**Aim of the exercise:** The material below holds pictures; leave them out, and copy exactly, and only, the lines from the one with "The element I'm looking for is the ice cube." through the last.

====== Records provided ======

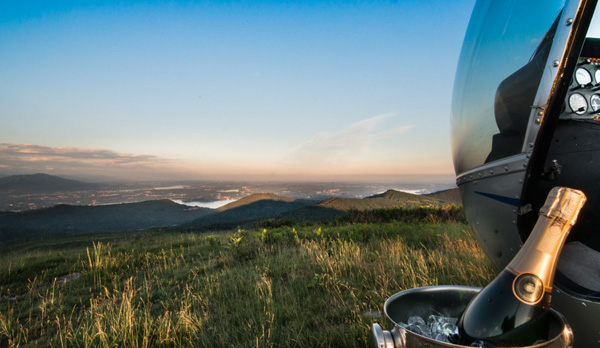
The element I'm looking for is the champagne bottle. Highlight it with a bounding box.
[454,187,586,346]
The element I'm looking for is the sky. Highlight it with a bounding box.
[0,0,476,182]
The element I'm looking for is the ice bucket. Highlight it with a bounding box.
[370,286,574,348]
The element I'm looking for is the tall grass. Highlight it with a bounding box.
[0,221,494,347]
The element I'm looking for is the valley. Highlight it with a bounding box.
[0,174,456,212]
[0,174,459,243]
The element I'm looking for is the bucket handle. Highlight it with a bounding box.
[370,324,406,348]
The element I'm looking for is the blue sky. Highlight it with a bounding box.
[0,0,475,181]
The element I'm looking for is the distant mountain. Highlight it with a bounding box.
[185,193,315,230]
[0,187,463,243]
[186,189,461,229]
[216,193,301,212]
[0,200,212,242]
[277,189,461,224]
[0,173,100,193]
[314,189,449,211]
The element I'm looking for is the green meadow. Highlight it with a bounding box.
[0,214,494,347]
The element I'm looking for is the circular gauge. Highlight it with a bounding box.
[591,94,600,112]
[575,68,592,85]
[569,93,588,114]
[595,69,600,85]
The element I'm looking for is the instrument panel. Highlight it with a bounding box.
[562,57,600,120]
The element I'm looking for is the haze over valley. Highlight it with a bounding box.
[0,173,456,212]
[0,173,459,243]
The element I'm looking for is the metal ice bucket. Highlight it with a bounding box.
[370,286,574,348]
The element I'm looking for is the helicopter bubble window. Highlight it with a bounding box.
[587,5,600,38]
[451,0,565,175]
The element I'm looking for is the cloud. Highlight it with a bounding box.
[282,113,414,165]
[0,143,177,180]
[1,143,160,163]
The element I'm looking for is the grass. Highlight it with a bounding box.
[0,220,494,347]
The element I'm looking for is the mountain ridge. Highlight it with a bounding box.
[216,193,306,212]
[185,193,316,230]
[185,188,461,229]
[314,188,454,212]
[0,199,212,242]
[0,180,461,242]
[0,173,99,193]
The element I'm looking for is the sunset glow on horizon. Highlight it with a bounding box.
[1,0,475,182]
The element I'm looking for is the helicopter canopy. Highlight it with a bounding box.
[451,0,565,175]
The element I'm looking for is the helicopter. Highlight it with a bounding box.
[452,0,600,346]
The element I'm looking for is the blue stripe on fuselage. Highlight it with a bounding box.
[474,191,520,207]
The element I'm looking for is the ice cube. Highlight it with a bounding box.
[470,339,495,347]
[400,314,460,341]
[407,324,426,336]
[408,316,426,326]
[441,322,458,335]
[435,333,449,342]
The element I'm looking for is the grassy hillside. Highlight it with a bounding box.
[0,216,493,347]
[425,188,462,205]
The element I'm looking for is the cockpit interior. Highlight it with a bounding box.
[528,37,600,301]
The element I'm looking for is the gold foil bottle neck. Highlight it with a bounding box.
[508,187,586,300]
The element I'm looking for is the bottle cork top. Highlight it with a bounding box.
[539,187,587,227]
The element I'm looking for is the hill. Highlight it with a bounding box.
[424,187,461,205]
[277,205,347,223]
[0,173,99,193]
[216,193,303,212]
[0,199,212,242]
[315,189,454,211]
[186,193,315,230]
[186,189,461,228]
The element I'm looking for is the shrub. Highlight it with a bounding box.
[254,219,294,229]
[228,229,262,261]
[259,227,300,246]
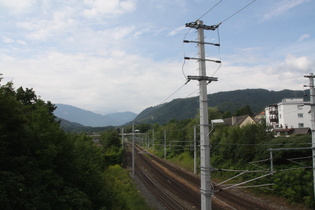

======

**Answer space:**
The element I'm looking for is the ice cube. Highlight it with a bounding box.
[470,339,495,347]
[400,314,460,341]
[407,324,426,336]
[408,316,426,326]
[441,322,458,335]
[435,333,449,342]
The element I'm looking for is the grassy hillside. Highlight it with a bounding box.
[0,216,493,347]
[425,188,462,205]
The element I'm looking for is the cockpit interior. Highlight it with a bounding box.
[528,37,600,301]
The element I'm looking for is the gold foil bottle neck. Highlight it with a bounding box.
[508,187,586,300]
The element I'm looking for is the bottle cork top. Highlight it with a bounding box.
[539,187,587,227]
The element I'm looking for is the hill. Highlight it with a bounding box.
[424,187,461,205]
[277,205,347,223]
[0,173,99,193]
[216,193,303,212]
[0,199,212,242]
[315,189,454,211]
[186,193,315,230]
[186,189,461,228]
The element I'm looking for is the shrub. Highlight it with a bounding box.
[254,219,294,229]
[228,229,262,261]
[259,227,300,246]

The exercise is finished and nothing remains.